-------- Data excerpts --------

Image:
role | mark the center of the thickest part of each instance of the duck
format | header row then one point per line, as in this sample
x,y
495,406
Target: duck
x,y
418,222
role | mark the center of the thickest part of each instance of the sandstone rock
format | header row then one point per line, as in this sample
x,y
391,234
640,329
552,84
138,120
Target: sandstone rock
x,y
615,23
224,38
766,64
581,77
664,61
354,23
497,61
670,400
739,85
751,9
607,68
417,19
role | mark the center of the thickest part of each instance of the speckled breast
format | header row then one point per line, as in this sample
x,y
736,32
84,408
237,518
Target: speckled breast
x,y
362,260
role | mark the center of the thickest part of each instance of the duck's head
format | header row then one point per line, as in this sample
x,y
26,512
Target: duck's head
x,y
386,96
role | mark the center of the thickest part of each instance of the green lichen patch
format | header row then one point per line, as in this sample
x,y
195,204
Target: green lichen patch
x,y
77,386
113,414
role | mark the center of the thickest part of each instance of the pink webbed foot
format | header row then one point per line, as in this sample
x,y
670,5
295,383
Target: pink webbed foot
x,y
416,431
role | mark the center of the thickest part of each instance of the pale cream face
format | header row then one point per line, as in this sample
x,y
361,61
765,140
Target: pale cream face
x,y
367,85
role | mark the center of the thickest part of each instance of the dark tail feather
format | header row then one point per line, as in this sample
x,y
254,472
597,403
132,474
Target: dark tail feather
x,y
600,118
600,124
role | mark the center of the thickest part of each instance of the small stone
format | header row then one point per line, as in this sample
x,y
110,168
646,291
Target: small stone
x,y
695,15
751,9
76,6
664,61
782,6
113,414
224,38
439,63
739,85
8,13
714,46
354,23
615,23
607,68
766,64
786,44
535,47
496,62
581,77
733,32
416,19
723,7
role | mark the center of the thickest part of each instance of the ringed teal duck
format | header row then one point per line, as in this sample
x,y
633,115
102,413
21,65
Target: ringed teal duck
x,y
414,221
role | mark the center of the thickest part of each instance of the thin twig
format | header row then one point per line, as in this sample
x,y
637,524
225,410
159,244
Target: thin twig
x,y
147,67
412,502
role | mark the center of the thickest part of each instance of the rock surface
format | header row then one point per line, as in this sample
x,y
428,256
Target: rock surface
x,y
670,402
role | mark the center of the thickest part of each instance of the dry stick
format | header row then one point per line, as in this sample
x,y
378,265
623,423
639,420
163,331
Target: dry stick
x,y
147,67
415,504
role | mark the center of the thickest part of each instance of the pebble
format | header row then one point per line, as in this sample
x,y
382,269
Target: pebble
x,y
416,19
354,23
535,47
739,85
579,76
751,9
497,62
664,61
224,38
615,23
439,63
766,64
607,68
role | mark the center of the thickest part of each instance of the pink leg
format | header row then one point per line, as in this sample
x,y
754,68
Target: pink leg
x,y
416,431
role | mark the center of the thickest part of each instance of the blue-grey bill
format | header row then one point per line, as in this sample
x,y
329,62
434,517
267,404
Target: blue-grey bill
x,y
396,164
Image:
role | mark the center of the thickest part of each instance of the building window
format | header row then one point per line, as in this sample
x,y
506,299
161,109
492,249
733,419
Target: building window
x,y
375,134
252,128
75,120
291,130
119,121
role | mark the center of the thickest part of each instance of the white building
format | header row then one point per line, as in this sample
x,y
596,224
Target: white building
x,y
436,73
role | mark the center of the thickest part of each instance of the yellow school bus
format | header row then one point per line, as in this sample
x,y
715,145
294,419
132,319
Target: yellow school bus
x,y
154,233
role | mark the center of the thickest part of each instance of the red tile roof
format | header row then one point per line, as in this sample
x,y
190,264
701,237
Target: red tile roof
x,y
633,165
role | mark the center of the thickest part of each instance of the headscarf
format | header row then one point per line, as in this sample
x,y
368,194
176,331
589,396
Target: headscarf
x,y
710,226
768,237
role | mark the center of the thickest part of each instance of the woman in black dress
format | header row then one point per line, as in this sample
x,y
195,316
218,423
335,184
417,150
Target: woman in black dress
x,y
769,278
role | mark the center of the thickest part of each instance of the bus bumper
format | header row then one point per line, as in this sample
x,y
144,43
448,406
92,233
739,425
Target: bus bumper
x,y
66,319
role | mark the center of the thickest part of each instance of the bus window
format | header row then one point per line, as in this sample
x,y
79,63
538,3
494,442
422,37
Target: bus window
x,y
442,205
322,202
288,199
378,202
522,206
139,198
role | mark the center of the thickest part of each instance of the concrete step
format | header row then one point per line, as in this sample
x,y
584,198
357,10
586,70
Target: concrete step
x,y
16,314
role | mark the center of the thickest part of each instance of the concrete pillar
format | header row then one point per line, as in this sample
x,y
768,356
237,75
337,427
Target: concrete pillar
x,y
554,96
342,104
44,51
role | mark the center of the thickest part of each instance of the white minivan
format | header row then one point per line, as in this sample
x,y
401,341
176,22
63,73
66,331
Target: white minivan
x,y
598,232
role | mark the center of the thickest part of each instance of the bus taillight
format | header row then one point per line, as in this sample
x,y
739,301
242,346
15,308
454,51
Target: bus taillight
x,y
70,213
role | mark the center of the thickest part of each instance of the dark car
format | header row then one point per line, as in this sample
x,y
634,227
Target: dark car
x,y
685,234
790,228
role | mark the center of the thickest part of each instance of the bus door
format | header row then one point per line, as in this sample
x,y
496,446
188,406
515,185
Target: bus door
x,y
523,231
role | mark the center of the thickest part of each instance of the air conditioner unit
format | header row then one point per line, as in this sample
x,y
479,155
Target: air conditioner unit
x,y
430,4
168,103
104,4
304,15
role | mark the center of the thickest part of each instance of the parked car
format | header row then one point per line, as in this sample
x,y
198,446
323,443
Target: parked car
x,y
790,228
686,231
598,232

--------

Could you copy the entire listing above, character for character, without changing anything?

Image:
role | mark the center of the thickest part of each instance of the duck
format | header row then one point per line, as in this sample
x,y
495,406
Target: duck
x,y
418,222
role | mark the center of the thickest part of each instance of the sandstone rock
format | header row then one point per line, as in this sample
x,y
391,234
640,329
552,84
138,120
Target: sandstone rock
x,y
615,23
224,38
766,64
581,77
664,61
354,23
497,61
670,400
739,85
751,9
607,68
417,19
role | mark the center of the thickest part of each instance of the speckled breast
format | header row then one point per line, as in this sample
x,y
736,32
84,408
237,518
Target: speckled breast
x,y
362,260
role | mark the center of the thickest part of each instance of the duck's head
format | header row then one point per line, as in this sample
x,y
26,512
Target: duck's head
x,y
386,96
role | mark the center of the thickest part of each instance of the green lichen patch
format | header row then one point per line, as in this sample
x,y
195,204
Target: green lichen patch
x,y
77,386
113,414
role | mark the center of the thickest part of each instance of the pink webbed foot
format | header row then one point per line, as in this sample
x,y
670,5
295,383
Target: pink webbed foot
x,y
416,431
role | mark the center of the thickest part of each instance of the pale cream face
format | header row then one point per line, as in this sample
x,y
361,61
765,140
Target: pale cream face
x,y
367,85
role | mark the center of the thickest part of each instance of the dark tail feather
format | header row then one point per line, as in this sample
x,y
254,472
597,403
132,474
Target: dark tail feather
x,y
600,118
600,124
role | mark the center of the thickest part of each instance of the small stone
format | header row then one point per line, as in this sample
x,y
110,168
646,291
Target: small stone
x,y
695,15
751,9
76,6
664,61
782,6
113,414
224,38
439,63
739,85
8,13
714,46
354,23
615,23
607,68
766,64
786,44
535,47
496,62
581,77
733,32
416,19
723,7
role | mark the center of the thickest part of each instance of the ringed teal duck
format | header row then one point per line, as in this sample
x,y
633,115
102,413
21,65
Target: ringed teal duck
x,y
414,221
role | mark the center of the thickest part of each instance of the thin twig
format | header row then one point per line, as in this sample
x,y
637,524
225,410
159,244
Target: thin twig
x,y
147,67
412,502
role | mark the center of the thickest part of each instance of the rock surface
format | header row then one point per line, as in this sample
x,y
428,256
Target: rock surface
x,y
670,402
role | mark the center of the thickest part of each instance of the dry stick
format | header row then one point per line, as in this sample
x,y
378,265
623,423
639,420
163,331
Target: dry stick
x,y
147,67
415,504
role | mark the center of the thickest part of each instance of the pebble
format | header row then one point per line, as in this sample
x,y
382,269
Target: pebble
x,y
416,19
354,23
535,47
739,85
579,76
751,9
497,62
664,61
224,38
615,23
439,63
766,64
607,68
role | mark the center of the thickest part of each instance of the pink leg
format | header row then one point per line, as in this sample
x,y
754,68
Target: pink leg
x,y
416,431
role | mark the center of the thickest part of each instance of the blue-grey bill
format | header row then one point per line, as in this sample
x,y
329,62
434,517
267,404
Target: blue-grey bill
x,y
396,164
Image:
role | mark the center of the thickest part of each instance of the building window
format | header row then one point per line, as in this sample
x,y
506,299
161,109
492,249
733,419
Target: building window
x,y
375,134
252,128
75,120
291,130
119,121
role | mark the center of the thickest part of each instance of the white building
format | header row then one point per line, as in this sample
x,y
596,224
Target: white building
x,y
436,73
role | mark the center of the thickest part of each instance of the yellow school bus
format | header row then one point per line, as in this sample
x,y
715,145
294,419
132,319
Target: yellow school bus
x,y
154,233
role | mark the center of the thickest part of each instance of the red tile roof
format | header row then one point per line, as in this sample
x,y
190,264
701,237
Target: red tile roof
x,y
633,165
role | mark the center of the thickest part of each instance of the headscarf
format | header row then one point per line, as in this sample
x,y
368,194
176,331
589,396
Target: headscarf
x,y
710,226
768,237
role | mark the center of the thickest part of each instance of the woman in black dress
format | header row then one point per line, as in this sample
x,y
195,316
218,423
335,184
417,150
Target: woman in black dress
x,y
769,278
role | mark the center of the thickest part of each instance of the bus bumper
format | header row then one point per line, as in this sample
x,y
144,43
448,406
92,233
739,425
Target: bus bumper
x,y
66,319
role | mark the center of the thickest part of each instance of the bus window
format | header row then one point per line, as in this sample
x,y
79,63
538,3
494,442
422,37
Target: bus window
x,y
442,205
322,202
288,199
378,202
522,206
139,198
role | mark the center of the thickest part of each instance of the concrete step
format | header row then one point per line, as in this sample
x,y
584,198
357,10
586,70
Target: concrete step
x,y
16,314
role | mark the center of the thickest part of each instance of the concrete pillar
format | header row then one point per line, as in this sample
x,y
768,356
237,75
337,427
Target: concrete pillar
x,y
554,96
342,104
44,51
role | mark the center of the thickest part of each instance of the white minivan
format | header row then one point per line, as in this sample
x,y
401,341
176,22
63,73
66,331
Target: white minivan
x,y
598,232
role | mark the center of the thickest part of each instance of the bus taillight
format | header row then one point per line, as in this sample
x,y
739,301
242,346
15,308
454,51
Target: bus taillight
x,y
70,213
role | mark the center of the thickest part of each instance of the dark car
format | header row then one point per line, as in this sample
x,y
634,227
Target: dark car
x,y
685,234
790,228
role | mark the center of the thickest part of each instance of the bus door
format | header row then one point per line, as in this sample
x,y
496,446
188,406
515,185
Target: bus door
x,y
523,231
role | mark the center of the thickest part of each instance of the air conditioner unit
format | header row then one point per line, as in this sample
x,y
479,155
Target: air conditioner unit
x,y
430,4
168,103
104,4
304,15
role | mark the center of the thickest part of each instance of the parked car
format | header row then one point per line, as in this sample
x,y
198,446
323,443
Target: parked car
x,y
790,228
686,231
598,232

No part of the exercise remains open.